━━━ Material provided ━━━
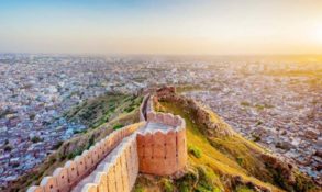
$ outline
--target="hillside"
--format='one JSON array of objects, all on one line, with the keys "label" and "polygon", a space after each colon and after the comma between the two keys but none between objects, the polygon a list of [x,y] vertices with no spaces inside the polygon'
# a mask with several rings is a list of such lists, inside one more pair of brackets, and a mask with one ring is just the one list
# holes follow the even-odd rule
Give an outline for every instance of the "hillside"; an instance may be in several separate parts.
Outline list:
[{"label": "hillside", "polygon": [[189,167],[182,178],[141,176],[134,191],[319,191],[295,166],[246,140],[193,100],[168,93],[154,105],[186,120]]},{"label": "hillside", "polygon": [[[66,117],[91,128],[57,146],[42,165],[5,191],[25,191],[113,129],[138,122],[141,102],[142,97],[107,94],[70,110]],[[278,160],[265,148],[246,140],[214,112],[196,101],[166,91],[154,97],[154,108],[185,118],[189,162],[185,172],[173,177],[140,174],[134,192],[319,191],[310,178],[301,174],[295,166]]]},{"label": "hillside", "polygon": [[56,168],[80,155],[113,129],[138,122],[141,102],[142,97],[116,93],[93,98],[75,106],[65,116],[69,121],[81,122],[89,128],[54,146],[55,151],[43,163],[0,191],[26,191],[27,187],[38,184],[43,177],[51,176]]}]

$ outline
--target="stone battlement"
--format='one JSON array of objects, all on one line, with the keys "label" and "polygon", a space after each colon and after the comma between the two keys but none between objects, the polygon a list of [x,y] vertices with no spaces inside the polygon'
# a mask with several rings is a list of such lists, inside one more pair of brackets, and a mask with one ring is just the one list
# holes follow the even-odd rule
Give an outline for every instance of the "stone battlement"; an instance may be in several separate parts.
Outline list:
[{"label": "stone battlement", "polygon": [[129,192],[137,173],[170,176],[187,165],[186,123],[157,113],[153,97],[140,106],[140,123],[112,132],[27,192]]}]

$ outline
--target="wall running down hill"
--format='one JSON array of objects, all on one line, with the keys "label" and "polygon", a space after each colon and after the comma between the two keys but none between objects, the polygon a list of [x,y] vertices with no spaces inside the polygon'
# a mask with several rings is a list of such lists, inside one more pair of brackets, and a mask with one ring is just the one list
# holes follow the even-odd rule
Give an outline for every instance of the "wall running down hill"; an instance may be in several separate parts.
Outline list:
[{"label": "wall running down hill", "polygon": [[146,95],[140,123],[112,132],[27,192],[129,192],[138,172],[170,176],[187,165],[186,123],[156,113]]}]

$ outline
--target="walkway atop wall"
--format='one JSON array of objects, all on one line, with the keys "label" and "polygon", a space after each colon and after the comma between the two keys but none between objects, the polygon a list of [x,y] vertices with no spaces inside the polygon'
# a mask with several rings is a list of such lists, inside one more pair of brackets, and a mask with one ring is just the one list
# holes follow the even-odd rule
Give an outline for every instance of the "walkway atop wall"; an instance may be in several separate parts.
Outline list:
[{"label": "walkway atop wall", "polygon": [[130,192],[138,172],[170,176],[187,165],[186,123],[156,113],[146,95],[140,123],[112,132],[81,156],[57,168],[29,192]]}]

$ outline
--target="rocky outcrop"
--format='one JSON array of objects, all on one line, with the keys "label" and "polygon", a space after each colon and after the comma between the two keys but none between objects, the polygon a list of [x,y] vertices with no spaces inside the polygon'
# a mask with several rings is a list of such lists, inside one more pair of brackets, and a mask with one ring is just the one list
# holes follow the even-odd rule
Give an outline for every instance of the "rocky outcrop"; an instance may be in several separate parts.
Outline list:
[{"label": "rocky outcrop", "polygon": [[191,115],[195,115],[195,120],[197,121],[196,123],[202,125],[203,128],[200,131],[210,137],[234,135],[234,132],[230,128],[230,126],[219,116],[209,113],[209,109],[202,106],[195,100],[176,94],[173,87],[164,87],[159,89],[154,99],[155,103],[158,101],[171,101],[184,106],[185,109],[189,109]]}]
━━━
━━━ Material provided ━━━
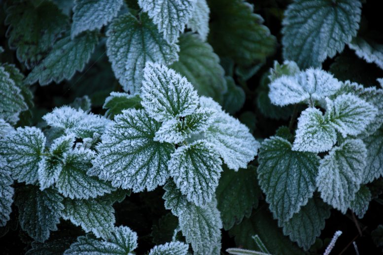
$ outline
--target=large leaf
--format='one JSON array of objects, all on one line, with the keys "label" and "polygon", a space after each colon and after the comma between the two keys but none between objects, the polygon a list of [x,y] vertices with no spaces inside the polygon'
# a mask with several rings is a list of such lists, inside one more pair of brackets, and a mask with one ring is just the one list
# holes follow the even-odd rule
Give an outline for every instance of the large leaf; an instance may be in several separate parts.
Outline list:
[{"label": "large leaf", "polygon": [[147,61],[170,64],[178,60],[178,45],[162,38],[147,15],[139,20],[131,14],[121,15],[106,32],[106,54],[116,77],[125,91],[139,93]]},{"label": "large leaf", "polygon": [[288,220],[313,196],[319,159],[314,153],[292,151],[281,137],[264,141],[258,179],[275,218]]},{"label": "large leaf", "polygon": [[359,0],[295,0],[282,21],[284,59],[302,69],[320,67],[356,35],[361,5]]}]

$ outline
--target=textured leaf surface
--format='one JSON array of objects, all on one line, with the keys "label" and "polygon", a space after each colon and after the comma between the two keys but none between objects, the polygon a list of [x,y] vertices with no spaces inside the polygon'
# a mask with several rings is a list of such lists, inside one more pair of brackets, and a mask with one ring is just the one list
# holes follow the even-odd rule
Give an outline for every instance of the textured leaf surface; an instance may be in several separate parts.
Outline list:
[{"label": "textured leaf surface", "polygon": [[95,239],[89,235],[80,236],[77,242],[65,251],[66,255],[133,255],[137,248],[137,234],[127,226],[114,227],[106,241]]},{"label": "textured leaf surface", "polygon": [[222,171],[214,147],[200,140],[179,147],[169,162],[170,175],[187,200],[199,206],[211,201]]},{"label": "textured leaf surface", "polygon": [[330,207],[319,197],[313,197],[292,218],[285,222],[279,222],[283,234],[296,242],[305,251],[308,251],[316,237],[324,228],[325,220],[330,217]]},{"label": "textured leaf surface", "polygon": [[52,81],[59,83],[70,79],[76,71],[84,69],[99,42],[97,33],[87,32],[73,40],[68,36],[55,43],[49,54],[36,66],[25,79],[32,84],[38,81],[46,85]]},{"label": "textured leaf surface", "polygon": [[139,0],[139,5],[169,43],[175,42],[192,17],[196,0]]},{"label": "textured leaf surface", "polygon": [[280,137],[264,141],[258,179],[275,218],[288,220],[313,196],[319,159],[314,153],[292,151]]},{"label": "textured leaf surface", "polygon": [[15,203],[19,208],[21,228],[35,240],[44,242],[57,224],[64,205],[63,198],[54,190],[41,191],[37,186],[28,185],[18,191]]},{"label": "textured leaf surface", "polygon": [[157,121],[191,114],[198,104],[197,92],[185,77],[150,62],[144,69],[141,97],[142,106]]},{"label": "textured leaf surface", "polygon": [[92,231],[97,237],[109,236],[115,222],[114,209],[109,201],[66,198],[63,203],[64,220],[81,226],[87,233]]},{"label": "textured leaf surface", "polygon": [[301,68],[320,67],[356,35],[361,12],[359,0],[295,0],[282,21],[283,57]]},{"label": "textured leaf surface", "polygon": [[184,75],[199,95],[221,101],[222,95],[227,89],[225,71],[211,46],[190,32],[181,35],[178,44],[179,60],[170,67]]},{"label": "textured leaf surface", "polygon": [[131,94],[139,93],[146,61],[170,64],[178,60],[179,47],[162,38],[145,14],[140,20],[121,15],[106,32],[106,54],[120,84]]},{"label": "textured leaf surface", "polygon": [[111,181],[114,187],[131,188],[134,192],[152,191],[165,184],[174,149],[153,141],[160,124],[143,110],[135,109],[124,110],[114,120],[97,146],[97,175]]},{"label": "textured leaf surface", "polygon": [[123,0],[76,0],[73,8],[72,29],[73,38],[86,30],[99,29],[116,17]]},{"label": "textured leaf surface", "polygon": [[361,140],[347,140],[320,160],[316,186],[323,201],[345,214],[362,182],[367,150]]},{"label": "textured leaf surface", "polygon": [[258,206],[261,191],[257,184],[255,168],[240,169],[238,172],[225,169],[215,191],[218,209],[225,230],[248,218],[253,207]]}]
━━━
Aim
Show every line of the material above that contains the word "battlement".

Task answer
--target="stone battlement"
Give an outline for every instance of the "stone battlement"; an instance may be in several separate parts.
[{"label": "stone battlement", "polygon": [[129,192],[137,173],[170,176],[187,165],[186,123],[157,113],[153,97],[140,106],[140,123],[112,132],[27,192]]}]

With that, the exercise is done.